Diesen Lösungsweg wollte ich zunächst auch wählen, habe mich dann aber aufgrund der eckigen Gabelkrone dagegen entschieden. Natürlich nicht aus optischen Gründen, sondern weil Kinder mit ihren Laufrädern gerne mal stürzen


----------



## MTB-News.de




----------



## stefanxy1 (18. Mai 2013)

Ja, stürzen schon, das bin ich auch schon tausendfach, aber auf der Gabel bin ich glaube ich noch nie gelandet, daher hatte ich das Verletzungsrisiko hierbei als eher gering bewertet. Größeres Potential wir da wohl die Scheibenbremse mit sich bringen. Hast Du eine Lösung dafür, wie man die halbwegs Kinderfinger-proof machen kann?

st


----------



## gtbiker (18. Mai 2013)

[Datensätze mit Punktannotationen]
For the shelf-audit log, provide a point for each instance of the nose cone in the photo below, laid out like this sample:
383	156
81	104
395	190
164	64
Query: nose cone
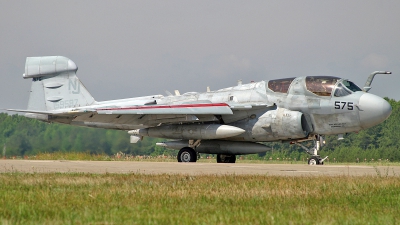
373	110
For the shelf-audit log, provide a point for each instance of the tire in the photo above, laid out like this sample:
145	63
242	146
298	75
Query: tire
313	160
187	155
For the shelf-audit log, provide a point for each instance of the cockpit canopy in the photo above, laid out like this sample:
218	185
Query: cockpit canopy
318	85
321	85
345	88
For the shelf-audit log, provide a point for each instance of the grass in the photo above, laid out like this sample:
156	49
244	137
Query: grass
122	157
76	198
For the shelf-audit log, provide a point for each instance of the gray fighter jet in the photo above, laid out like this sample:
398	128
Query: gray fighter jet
228	122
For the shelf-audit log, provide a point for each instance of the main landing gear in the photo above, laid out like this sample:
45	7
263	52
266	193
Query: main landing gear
188	154
315	159
226	158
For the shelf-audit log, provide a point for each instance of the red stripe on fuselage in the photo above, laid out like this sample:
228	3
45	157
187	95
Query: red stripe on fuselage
170	106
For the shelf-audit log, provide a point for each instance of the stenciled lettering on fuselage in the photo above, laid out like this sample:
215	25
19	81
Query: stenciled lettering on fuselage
74	86
66	104
344	105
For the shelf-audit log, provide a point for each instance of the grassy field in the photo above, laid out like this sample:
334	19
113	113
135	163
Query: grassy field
75	198
122	157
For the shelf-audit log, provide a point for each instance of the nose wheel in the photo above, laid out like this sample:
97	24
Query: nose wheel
315	159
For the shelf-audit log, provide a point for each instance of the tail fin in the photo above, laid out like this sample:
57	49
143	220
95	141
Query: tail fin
55	84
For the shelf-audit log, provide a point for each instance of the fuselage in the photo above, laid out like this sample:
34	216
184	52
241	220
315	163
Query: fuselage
283	109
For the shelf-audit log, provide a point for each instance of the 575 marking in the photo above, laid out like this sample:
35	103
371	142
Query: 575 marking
342	105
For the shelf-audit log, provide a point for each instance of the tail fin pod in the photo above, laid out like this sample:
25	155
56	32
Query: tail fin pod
55	84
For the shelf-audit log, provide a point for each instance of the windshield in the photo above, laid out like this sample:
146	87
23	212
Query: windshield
345	88
281	85
321	85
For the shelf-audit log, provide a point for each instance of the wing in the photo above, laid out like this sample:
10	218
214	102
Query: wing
131	117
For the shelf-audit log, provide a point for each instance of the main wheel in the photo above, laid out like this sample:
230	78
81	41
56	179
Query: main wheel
187	155
226	158
313	160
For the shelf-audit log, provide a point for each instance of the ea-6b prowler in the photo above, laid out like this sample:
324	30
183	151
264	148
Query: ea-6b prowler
227	122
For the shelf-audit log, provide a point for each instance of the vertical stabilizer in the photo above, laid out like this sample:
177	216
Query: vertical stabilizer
55	84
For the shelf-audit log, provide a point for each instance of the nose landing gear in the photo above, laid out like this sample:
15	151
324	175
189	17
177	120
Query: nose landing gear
315	159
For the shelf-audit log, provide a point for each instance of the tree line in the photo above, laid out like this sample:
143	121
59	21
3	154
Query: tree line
20	136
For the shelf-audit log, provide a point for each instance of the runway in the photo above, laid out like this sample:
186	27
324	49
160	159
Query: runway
101	167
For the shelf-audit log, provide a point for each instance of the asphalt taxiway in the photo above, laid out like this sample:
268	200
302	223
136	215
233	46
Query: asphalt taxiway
57	166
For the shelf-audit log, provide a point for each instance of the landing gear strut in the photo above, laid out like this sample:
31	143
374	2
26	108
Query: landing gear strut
226	158
315	159
187	155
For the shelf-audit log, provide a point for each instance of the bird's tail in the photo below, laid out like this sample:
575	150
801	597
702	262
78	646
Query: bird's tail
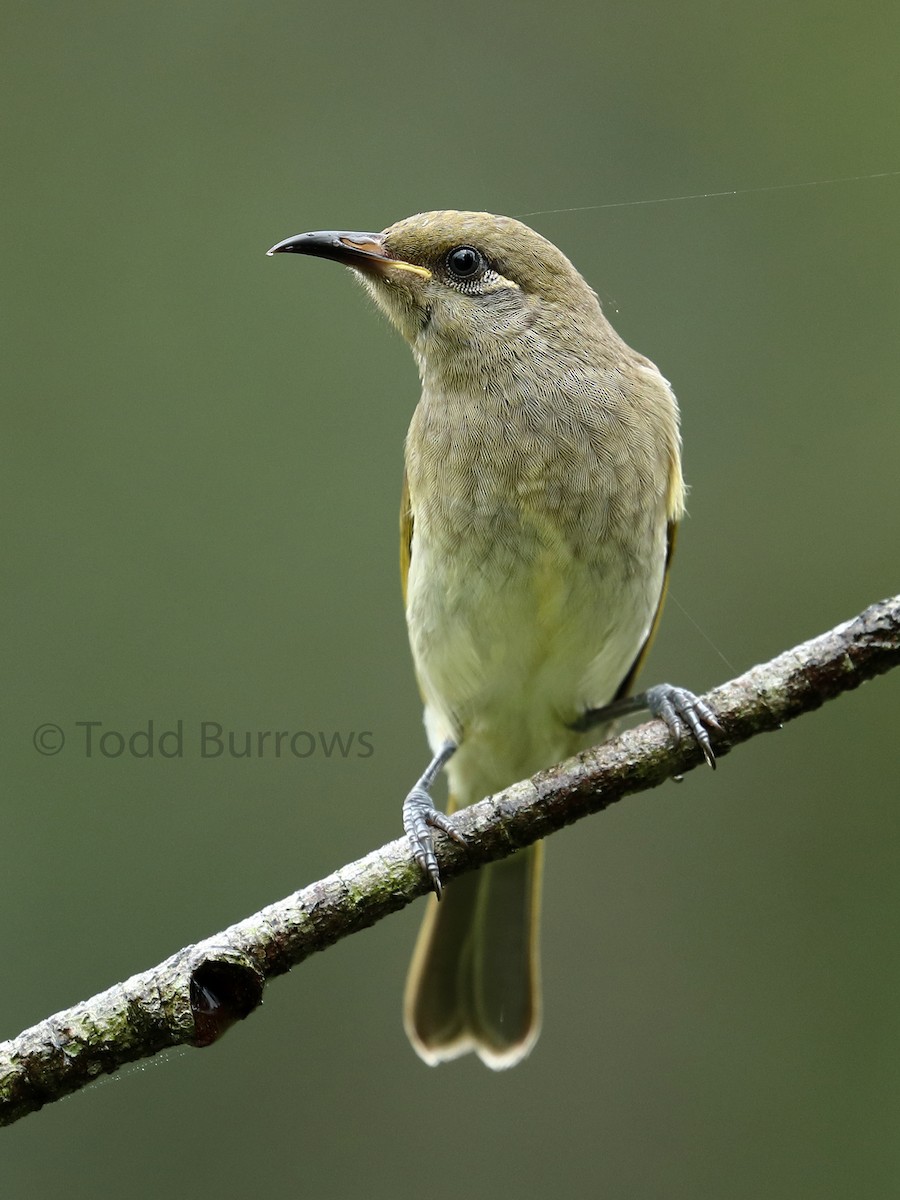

Gestellte Aufgabe A: Gib den ausgewählten Abschnitt von "Ja, stürzen schon, das" bis einschließlich "Kinderfinger-proof machen kann?" noch einmal wieder und tausche dabei "Scheibenbremse" gegen "Felgenbremse" aus.
Gestellte Aufgabe B: Nenne jede Zeile der Datensätze, in der die Zeichenfolge "stenciled" vorkommt, und schreibe sie dabei vollständig ab.

Vollständige Antwort A:
Ja, stürzen schon, das bin ich auch schon tausendfach, aber auf der Gabel bin ich glaube ich noch nie gelandet, daher hatte ich das Verletzungsrisiko hierbei als eher gering bewertet. Größeres Potential wir da wohl die Felgenbremse mit sich bringen. Hast Du eine Lösung dafür, wie man die halbwegs Kinderfinger-proof machen kann?

Vollständige Antwort B:
For the shelf-audit log, provide a point for each instance of the stenciled lettering on fuselage in the photo above, laid out like this sample:
Query: stenciled lettering on fuselage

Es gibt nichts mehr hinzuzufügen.